PROBLEM DETAILS:
Among the lines below, how many have the word "instance"? The reply is that number alone.

Dataset excerpts
********

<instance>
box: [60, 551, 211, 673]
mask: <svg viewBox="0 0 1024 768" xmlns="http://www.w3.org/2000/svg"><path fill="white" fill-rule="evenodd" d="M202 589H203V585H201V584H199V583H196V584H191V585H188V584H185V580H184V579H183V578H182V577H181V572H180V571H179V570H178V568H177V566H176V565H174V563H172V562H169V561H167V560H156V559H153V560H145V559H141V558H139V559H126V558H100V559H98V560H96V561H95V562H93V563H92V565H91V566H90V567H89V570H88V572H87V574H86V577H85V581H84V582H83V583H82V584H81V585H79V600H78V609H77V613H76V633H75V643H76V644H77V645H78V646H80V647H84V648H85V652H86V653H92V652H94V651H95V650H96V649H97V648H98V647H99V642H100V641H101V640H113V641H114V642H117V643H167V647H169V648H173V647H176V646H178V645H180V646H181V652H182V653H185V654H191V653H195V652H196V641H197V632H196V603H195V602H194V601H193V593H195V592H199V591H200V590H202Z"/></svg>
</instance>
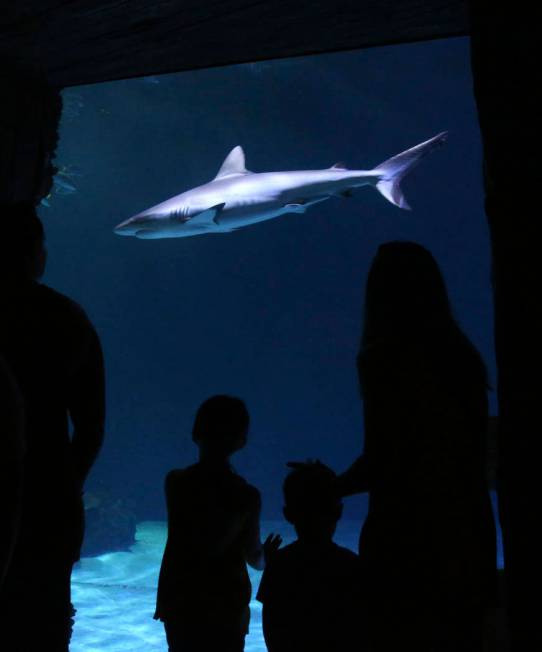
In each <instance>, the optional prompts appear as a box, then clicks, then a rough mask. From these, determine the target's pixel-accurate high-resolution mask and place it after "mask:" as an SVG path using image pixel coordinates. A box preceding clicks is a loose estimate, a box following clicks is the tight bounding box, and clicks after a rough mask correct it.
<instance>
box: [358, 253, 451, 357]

********

ANSWER FOR THE TASK:
4